*** Items

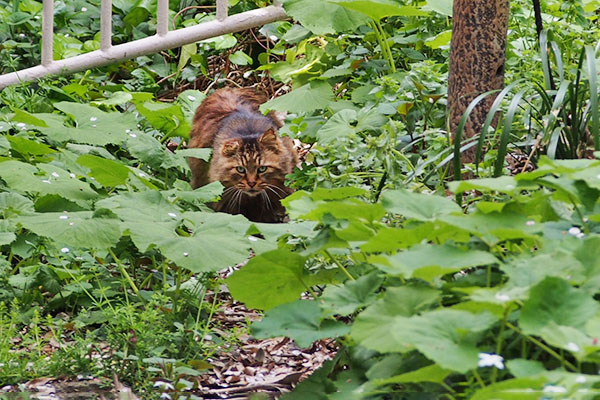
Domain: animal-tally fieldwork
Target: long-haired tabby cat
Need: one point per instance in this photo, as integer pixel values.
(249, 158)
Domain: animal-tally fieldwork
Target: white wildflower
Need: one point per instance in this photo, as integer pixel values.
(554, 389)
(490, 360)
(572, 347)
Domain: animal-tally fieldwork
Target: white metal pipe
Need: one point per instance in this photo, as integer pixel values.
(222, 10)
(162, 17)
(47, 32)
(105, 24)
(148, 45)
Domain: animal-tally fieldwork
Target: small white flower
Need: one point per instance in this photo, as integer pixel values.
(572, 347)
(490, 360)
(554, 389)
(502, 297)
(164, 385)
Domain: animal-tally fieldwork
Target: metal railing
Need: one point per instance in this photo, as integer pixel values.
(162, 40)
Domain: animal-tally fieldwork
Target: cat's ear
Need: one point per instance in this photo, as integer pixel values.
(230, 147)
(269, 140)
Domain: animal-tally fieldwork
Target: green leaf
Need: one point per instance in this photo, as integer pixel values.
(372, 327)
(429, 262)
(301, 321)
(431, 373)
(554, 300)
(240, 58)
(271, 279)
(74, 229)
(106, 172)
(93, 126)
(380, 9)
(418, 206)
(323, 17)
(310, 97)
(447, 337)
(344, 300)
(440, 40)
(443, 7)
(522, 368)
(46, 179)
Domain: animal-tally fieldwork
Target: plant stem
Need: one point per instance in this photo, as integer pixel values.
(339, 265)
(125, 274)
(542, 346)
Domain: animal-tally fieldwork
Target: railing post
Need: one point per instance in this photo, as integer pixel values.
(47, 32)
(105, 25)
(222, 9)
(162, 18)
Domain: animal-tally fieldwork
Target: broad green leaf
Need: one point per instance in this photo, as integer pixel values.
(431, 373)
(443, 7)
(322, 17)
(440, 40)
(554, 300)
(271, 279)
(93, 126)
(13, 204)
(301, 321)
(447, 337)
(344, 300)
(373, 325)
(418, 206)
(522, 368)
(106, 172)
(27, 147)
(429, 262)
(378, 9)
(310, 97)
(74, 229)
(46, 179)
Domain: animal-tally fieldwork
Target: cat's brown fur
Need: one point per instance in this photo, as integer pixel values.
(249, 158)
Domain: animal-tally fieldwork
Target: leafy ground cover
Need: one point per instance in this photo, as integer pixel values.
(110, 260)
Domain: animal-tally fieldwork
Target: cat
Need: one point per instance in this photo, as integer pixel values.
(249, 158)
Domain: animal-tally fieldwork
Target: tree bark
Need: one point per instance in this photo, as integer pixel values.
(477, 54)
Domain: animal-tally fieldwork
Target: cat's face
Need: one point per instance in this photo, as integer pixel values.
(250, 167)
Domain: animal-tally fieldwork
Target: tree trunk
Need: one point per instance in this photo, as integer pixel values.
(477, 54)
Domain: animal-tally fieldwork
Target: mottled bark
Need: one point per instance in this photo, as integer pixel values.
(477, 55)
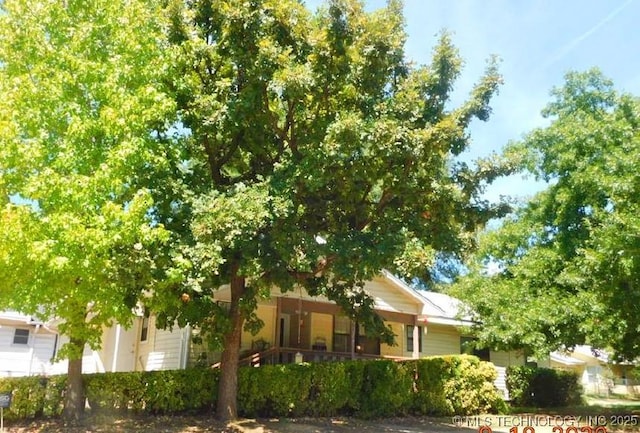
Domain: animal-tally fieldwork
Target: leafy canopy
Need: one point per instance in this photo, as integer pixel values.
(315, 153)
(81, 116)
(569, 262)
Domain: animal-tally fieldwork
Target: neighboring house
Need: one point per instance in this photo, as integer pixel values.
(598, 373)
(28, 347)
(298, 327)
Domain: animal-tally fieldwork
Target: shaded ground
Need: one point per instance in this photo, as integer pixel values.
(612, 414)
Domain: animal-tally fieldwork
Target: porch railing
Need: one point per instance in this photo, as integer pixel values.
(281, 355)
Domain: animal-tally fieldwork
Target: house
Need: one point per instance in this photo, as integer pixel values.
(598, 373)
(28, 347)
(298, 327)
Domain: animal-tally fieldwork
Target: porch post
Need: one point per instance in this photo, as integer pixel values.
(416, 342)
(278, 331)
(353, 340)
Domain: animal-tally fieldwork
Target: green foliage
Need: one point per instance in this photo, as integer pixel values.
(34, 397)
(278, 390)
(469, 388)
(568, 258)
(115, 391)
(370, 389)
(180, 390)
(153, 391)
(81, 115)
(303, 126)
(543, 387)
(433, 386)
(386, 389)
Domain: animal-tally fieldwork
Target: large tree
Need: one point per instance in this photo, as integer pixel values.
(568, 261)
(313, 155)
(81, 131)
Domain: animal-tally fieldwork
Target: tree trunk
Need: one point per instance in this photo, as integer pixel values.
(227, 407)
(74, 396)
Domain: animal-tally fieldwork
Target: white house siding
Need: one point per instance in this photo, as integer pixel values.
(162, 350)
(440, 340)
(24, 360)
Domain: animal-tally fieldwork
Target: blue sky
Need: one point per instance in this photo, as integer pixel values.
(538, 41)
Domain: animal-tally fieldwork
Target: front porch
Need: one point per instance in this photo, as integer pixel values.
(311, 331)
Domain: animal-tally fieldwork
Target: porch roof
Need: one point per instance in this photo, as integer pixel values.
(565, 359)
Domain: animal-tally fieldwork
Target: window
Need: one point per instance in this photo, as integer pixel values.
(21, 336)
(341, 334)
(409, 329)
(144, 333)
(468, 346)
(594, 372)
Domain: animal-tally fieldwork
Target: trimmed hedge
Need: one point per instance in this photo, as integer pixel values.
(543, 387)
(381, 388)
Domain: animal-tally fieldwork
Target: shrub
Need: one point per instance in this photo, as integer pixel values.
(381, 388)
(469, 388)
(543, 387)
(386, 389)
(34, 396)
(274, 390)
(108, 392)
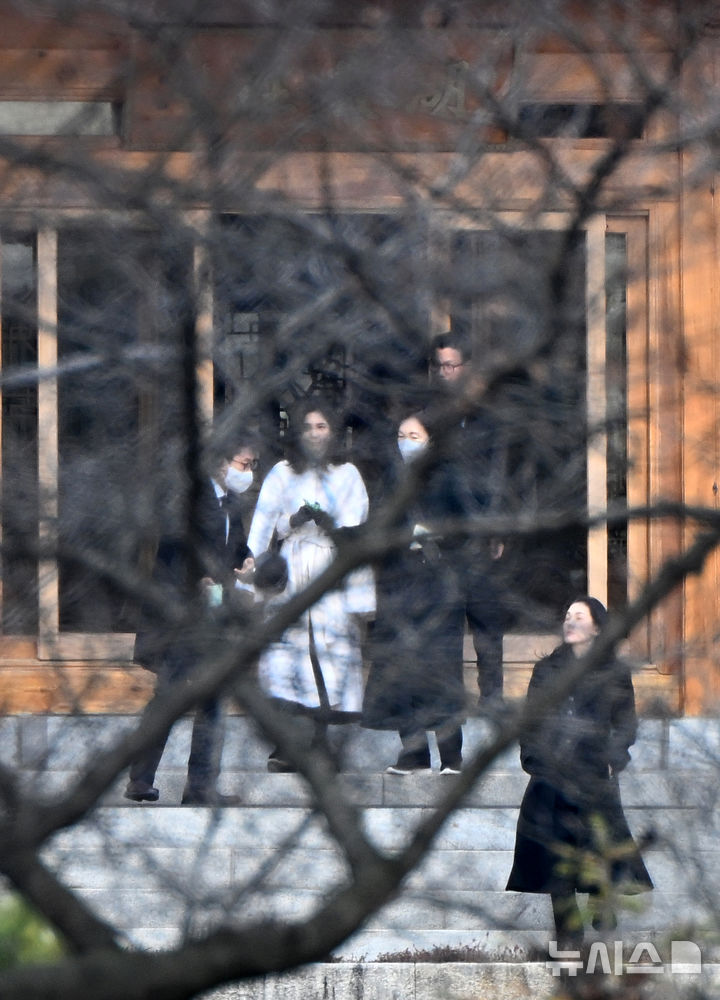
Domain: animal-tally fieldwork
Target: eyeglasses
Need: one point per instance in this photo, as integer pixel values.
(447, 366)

******

→ Exercise prompt: Pull out every line of the items above that contains the word "leafy", and list those lines in their original order.

→ Output for this exercise:
Target: leafy ground cover
Target: leafy canopy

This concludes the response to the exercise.